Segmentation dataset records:
------
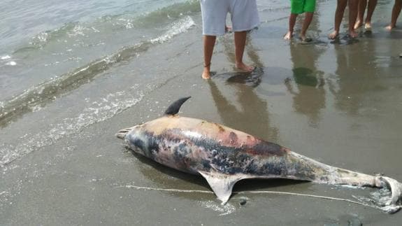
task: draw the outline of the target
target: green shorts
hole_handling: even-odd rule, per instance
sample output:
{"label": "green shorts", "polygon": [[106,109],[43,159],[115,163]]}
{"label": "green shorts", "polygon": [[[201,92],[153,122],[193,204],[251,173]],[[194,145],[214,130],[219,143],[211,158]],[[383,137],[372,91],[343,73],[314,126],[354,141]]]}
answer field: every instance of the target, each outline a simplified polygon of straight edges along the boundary
{"label": "green shorts", "polygon": [[301,14],[303,13],[314,13],[315,0],[290,0],[290,13]]}

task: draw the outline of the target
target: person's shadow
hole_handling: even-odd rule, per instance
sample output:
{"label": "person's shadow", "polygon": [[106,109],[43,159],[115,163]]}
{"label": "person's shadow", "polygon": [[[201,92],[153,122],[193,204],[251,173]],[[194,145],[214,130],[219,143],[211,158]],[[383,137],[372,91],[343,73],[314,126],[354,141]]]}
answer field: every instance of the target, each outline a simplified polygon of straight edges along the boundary
{"label": "person's shadow", "polygon": [[293,95],[296,112],[308,116],[310,126],[317,127],[321,110],[325,108],[326,96],[324,72],[316,66],[321,51],[315,45],[291,43],[289,47],[293,77],[286,79],[285,84]]}

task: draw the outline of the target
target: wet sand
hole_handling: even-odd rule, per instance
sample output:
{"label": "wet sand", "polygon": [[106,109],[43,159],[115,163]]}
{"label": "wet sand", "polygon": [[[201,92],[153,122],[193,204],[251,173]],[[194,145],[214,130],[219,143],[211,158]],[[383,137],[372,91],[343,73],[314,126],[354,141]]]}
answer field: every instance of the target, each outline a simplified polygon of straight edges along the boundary
{"label": "wet sand", "polygon": [[[187,33],[3,126],[5,146],[22,152],[1,167],[0,224],[400,224],[402,213],[340,201],[245,192],[221,206],[213,194],[136,189],[210,190],[202,178],[134,155],[114,136],[159,117],[170,102],[189,95],[182,115],[222,123],[330,165],[402,181],[402,30],[385,31],[387,18],[380,17],[372,33],[361,31],[357,40],[341,34],[333,43],[326,37],[333,13],[321,14],[333,12],[333,4],[320,3],[308,45],[282,39],[287,10],[279,20],[261,15],[263,23],[250,34],[245,52],[245,61],[257,66],[250,75],[234,69],[228,34],[215,48],[216,74],[209,81],[201,78],[201,23],[194,18],[196,25]],[[389,4],[380,2],[377,16],[390,13]],[[95,114],[91,109],[104,113],[81,123]],[[244,181],[234,190],[353,200],[375,191],[283,180]]]}

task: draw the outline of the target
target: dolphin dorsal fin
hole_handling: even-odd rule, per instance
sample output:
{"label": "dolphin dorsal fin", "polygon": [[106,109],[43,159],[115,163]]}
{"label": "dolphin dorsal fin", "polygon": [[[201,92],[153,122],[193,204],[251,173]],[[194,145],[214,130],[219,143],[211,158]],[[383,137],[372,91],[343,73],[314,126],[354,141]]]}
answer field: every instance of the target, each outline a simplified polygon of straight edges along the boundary
{"label": "dolphin dorsal fin", "polygon": [[192,97],[180,98],[177,101],[174,101],[168,107],[166,111],[165,111],[165,115],[174,115],[177,114],[179,112],[179,110],[180,110],[180,107],[184,104],[184,102],[185,102],[190,97]]}

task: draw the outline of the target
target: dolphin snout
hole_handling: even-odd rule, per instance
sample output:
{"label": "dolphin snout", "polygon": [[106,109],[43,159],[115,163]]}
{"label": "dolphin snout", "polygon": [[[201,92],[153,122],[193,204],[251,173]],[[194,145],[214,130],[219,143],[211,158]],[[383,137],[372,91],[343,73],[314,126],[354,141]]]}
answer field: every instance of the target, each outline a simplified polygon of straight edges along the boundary
{"label": "dolphin snout", "polygon": [[116,136],[117,138],[120,138],[121,139],[124,139],[124,137],[126,136],[126,135],[130,132],[131,131],[132,128],[127,128],[127,129],[120,129],[117,134],[116,134]]}

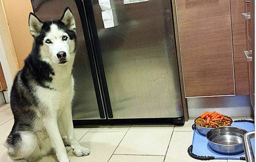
------
Tally the lines in the material above that contain the string "sand", and give only the count.

4